Pointing dataset records
■ ■ ■ ■ ■ ■ ■

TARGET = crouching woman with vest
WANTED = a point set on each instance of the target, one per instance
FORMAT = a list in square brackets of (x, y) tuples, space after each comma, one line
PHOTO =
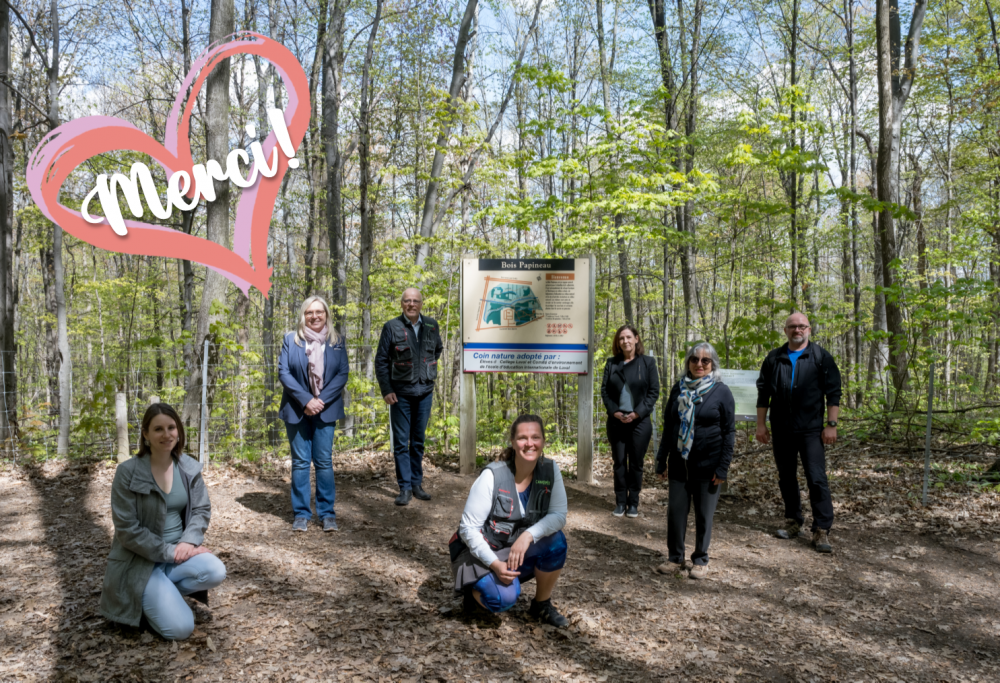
[(511, 529)]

■ ■ ■ ■ ■ ■ ■

■ **DIRECTIONS**
Reproduce the entries above word for word, leaving out the pictures.

■ **REPLY**
TARGET = crouching woman with vest
WANTED = a point set on each instance of the target, one per instance
FORMAT = a list in square brackets of (x, y) tuples, space after each comma, one line
PHOTO =
[(511, 529)]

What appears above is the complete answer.